■ PROBLEMS AND TASKS:
(a) According to the mailing-list message about JSecurity, how do the production Adobe Flash applications communicate with the server?
(b) Extend the mailing-list message about JSecurity past its final sentence, continuing Les Hazlewood's inline reply to Siegfried.

Date Fri, 09 May 2008 16:44:48 GMT
All good ideas!

  However, Les and Siegfried, let's move this discussion to the  
jSecurity dev list.  This is a general incubation mailing list.


Regards,
Alan

On May 8, 2008, at 12:36 PM, Les Hazlewood wrote:

> Hi  Siegfried,
>
> Please see my inline comments...
>
>> 1) would it be possible to integrate non-Java application for SSO,  
>> e.g.
>> using agents communicating to a central server or is this not the  
>> scope of
>> the project (i.e. Java only) - might be a stupid question but I  
>> miss the big
>> picture here
>
> That is absolutely an aim of JSecurity - to allow heterogeneous access
> mechanisms.  In essence, this only depends on the remoting
> technologies used.  There are production applications today that use
> Adobe Flash performing security checks by communicating to a back end
> with JSecurity installed.  They communicate with the server via JSON
> over HTTP and the server responds in JSON format (there are frameworks
> that do the data translation via reflection - we don't worry about
> that).

■ EXCERPTED RECORDS:
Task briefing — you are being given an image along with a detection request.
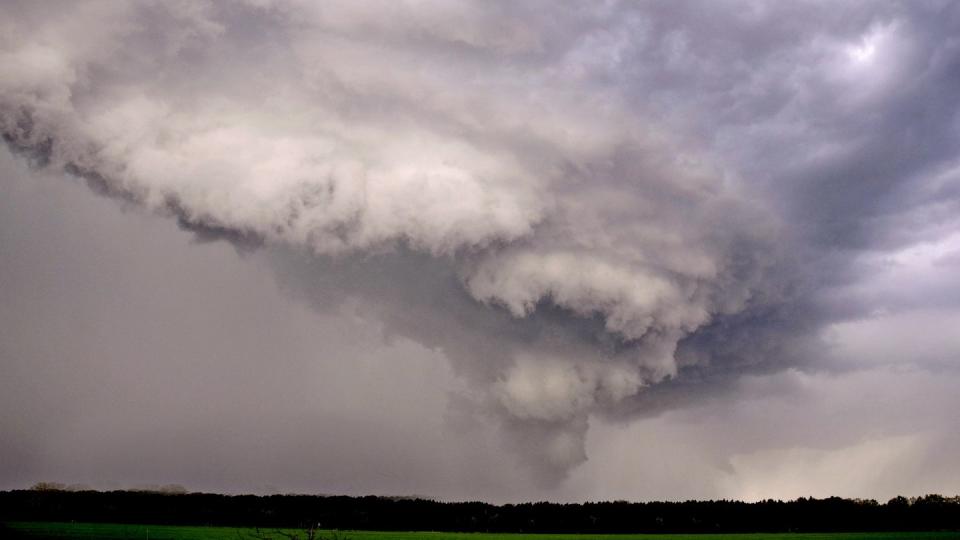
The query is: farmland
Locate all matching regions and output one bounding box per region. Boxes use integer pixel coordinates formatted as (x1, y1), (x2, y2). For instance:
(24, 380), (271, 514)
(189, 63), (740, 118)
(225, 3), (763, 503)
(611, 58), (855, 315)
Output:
(0, 522), (960, 540)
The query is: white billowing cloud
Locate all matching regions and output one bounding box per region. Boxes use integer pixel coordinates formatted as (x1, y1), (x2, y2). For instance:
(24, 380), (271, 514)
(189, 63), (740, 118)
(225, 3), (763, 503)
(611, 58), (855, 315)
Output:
(0, 2), (784, 470)
(0, 0), (955, 490)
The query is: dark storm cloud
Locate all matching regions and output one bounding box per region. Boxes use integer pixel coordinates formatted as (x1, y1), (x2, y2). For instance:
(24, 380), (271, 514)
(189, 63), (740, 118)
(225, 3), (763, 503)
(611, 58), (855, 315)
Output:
(0, 1), (960, 494)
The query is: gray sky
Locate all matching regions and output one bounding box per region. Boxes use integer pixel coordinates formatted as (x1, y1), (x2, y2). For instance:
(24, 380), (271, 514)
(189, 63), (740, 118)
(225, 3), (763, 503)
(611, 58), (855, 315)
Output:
(0, 1), (960, 502)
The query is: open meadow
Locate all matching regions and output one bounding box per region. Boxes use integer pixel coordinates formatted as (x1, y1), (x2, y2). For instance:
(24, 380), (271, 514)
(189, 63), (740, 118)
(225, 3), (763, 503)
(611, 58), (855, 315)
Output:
(0, 522), (960, 540)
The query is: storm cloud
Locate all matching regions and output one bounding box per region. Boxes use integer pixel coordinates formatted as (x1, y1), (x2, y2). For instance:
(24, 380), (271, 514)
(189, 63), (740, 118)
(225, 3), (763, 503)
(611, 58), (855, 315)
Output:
(0, 1), (960, 497)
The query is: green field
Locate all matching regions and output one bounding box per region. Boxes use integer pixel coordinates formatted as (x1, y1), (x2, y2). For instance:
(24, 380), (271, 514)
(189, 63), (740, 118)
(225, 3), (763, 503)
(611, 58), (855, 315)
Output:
(0, 522), (960, 540)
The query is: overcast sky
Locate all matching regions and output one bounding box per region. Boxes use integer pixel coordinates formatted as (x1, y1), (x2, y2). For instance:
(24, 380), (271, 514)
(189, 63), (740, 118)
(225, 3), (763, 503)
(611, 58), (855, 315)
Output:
(0, 0), (960, 502)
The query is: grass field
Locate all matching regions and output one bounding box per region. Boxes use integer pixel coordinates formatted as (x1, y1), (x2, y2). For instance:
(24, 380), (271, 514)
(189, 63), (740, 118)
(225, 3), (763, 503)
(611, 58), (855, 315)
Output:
(0, 522), (960, 540)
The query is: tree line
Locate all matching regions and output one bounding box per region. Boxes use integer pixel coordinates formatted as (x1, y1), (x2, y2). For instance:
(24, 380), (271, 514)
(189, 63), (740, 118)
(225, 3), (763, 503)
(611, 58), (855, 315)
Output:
(0, 486), (960, 533)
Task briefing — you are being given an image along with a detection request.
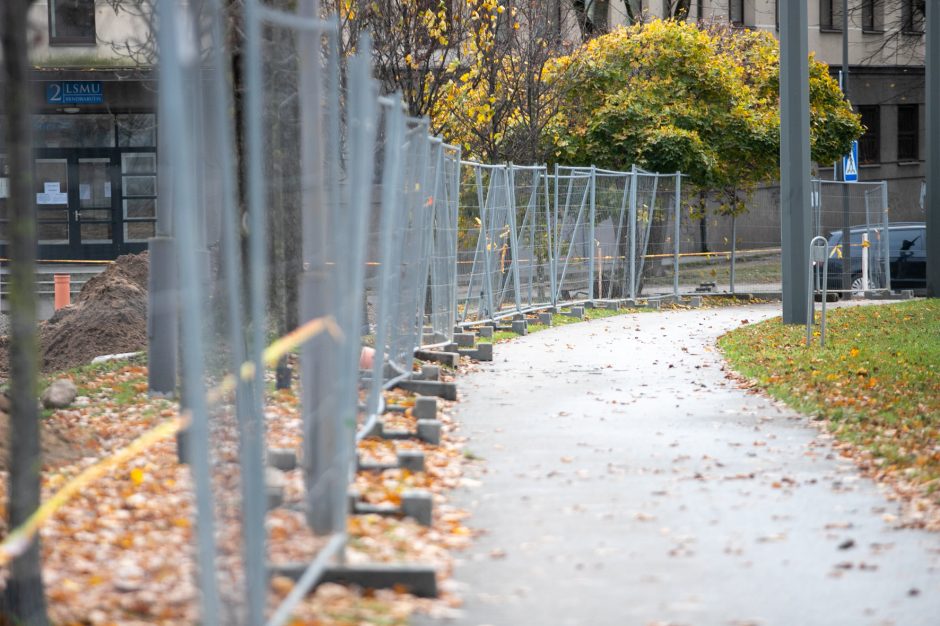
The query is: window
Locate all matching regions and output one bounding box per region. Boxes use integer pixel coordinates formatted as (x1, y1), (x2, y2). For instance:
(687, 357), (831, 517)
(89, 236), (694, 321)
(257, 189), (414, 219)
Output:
(49, 0), (95, 46)
(862, 0), (882, 33)
(819, 0), (843, 31)
(728, 0), (744, 26)
(858, 104), (881, 165)
(901, 0), (926, 35)
(898, 104), (920, 161)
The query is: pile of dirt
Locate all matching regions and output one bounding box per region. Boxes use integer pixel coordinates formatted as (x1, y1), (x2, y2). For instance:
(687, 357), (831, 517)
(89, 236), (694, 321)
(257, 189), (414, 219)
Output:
(0, 252), (150, 379)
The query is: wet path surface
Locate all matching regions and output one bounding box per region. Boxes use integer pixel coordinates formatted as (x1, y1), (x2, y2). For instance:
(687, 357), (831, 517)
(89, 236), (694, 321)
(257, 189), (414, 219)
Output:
(418, 305), (940, 626)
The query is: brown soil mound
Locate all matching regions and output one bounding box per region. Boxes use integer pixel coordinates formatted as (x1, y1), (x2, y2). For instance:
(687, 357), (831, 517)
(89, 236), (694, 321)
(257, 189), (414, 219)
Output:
(0, 252), (150, 378)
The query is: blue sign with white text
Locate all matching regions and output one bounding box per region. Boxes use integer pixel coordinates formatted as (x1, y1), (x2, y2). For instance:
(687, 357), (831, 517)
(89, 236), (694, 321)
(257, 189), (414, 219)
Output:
(842, 141), (858, 183)
(46, 80), (104, 104)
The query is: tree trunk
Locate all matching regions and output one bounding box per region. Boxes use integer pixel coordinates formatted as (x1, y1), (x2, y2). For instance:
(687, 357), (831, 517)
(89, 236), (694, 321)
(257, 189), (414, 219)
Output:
(0, 0), (48, 625)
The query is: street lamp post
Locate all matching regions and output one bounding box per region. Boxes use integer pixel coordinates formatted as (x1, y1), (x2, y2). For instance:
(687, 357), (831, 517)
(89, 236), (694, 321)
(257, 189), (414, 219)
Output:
(780, 2), (811, 316)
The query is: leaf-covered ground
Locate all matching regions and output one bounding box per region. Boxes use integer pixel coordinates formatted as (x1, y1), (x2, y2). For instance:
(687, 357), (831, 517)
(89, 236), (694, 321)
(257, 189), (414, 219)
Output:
(719, 300), (940, 530)
(0, 362), (471, 625)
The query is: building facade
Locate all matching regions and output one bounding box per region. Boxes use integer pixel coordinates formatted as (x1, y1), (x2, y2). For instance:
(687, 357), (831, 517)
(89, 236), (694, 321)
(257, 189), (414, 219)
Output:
(0, 0), (157, 260)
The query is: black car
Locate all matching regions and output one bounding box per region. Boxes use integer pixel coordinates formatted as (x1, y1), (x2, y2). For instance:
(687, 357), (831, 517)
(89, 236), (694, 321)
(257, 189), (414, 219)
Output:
(828, 222), (927, 291)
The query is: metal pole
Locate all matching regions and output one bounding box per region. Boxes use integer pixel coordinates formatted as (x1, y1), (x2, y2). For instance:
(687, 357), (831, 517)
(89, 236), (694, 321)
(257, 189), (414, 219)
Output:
(630, 165), (637, 304)
(672, 172), (682, 298)
(780, 2), (810, 324)
(924, 2), (940, 298)
(729, 213), (738, 295)
(588, 165), (597, 300)
(840, 0), (858, 291)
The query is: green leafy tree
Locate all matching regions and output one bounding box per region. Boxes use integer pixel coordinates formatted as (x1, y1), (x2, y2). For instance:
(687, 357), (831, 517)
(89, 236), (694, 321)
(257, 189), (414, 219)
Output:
(543, 20), (862, 190)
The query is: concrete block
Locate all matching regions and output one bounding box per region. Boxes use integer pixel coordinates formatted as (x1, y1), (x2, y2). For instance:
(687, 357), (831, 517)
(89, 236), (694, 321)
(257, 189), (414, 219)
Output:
(268, 563), (437, 598)
(411, 396), (437, 420)
(398, 380), (457, 400)
(415, 350), (460, 367)
(421, 365), (441, 380)
(454, 333), (476, 348)
(268, 448), (297, 472)
(398, 450), (424, 473)
(418, 419), (441, 446)
(477, 343), (493, 361)
(401, 489), (434, 526)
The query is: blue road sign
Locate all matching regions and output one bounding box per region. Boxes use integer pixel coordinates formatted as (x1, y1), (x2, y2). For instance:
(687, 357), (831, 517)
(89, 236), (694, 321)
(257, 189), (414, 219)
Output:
(46, 80), (104, 104)
(842, 141), (858, 183)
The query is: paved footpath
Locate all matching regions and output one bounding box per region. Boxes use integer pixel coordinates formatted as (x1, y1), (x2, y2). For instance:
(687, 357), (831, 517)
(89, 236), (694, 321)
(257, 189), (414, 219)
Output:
(419, 305), (940, 626)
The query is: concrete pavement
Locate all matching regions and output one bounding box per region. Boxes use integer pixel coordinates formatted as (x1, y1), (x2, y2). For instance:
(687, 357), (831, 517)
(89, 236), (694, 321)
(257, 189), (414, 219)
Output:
(417, 304), (940, 626)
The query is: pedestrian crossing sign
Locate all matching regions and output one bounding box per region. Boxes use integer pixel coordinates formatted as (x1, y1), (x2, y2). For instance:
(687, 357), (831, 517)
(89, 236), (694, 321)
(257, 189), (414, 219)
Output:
(842, 141), (858, 183)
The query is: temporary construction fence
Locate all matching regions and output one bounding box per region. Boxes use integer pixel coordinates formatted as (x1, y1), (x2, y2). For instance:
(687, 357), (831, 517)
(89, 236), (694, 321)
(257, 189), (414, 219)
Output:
(457, 162), (682, 325)
(151, 0), (904, 625)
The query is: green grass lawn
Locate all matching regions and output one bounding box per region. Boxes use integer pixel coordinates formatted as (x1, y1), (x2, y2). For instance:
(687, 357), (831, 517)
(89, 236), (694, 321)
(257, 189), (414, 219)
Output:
(719, 300), (940, 488)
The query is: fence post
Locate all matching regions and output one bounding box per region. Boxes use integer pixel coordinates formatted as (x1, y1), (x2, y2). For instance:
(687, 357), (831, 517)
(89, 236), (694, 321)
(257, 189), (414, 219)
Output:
(672, 172), (682, 298)
(730, 213), (738, 295)
(588, 165), (597, 300)
(545, 163), (558, 307)
(880, 179), (888, 293)
(630, 165), (637, 301)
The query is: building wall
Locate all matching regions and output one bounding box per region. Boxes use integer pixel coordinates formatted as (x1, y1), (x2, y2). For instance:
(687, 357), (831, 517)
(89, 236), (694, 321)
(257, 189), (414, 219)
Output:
(609, 0), (926, 221)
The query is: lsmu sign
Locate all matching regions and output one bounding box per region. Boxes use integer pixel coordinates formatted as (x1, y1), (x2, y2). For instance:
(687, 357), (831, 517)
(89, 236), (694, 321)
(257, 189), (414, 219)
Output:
(46, 80), (104, 104)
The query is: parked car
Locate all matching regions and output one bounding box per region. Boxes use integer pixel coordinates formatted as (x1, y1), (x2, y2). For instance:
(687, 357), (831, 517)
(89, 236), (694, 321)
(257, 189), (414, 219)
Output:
(828, 222), (927, 291)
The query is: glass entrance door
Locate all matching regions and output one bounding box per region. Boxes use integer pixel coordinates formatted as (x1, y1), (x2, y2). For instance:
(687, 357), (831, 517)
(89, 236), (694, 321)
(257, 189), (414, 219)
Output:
(35, 148), (121, 260)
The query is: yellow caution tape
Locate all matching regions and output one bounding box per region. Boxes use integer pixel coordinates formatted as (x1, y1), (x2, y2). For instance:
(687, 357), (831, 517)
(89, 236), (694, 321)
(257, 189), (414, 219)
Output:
(0, 317), (343, 567)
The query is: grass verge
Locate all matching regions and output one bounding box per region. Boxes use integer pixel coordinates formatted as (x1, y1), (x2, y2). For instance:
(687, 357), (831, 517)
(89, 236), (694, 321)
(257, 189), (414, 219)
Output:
(718, 300), (940, 490)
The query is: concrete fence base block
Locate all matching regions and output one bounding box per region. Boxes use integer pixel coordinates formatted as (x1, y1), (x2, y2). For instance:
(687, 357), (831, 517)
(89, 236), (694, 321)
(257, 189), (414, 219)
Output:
(401, 489), (434, 526)
(398, 450), (424, 473)
(477, 343), (493, 361)
(398, 380), (457, 400)
(268, 563), (437, 598)
(268, 448), (297, 472)
(380, 425), (414, 441)
(421, 365), (441, 380)
(415, 350), (460, 367)
(562, 306), (584, 320)
(418, 420), (441, 446)
(264, 485), (284, 511)
(411, 396), (437, 420)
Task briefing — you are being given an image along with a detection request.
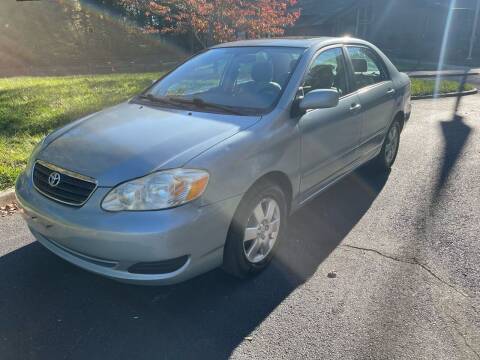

■ OUTPUTS:
(a) They communicate via JSON over HTTP, and the server responds in JSON format.

(b)
>
> It would be rather easy to do the same for C# for example by using
> SOAP or REST over HTTP.
>
> JSecurity's simple SSO support basically relies on its enterprise
> session management.  In every SSO application, a token must be shared
> among the trusted entities that allow them to access the same data.
> Our token just happens to be the sessionId.  It works like this:
>
> 1.  The remote client sends the sessionId with every communication
> request to a server that has JSecurity enabled.
> 2.  The session id is obtained, and a Subject instance is created
> based on the user/principal information stored in the corresponding
> session.
> 3.  That Subject is then available during the thread execution in  
> the server.
> 4.  Security checks occur as normal (using the normal JSecurity API)
> inside the server as if it was a local/in-process invocation
>
> The framework we _don't_ have in place today is the nice remoting
> proxy implementations for respective frameworks.  Most of us use
> Spring, so we use Spring's remoting/proxy support to create remote
> representations of a SecurityManager and Subjects that the remote
> clients use (as if they were local).  These remoting proxies then
> communicate with a JSecurity-enabled server as described in the steps
> above.
>
> It is my desire to see us offer some out-of-the-box framework to do
> this remoting proxy stuff for end users.  Spring just makes this so
> darn easy that we haven't spent much time incorporating into our own
> framework.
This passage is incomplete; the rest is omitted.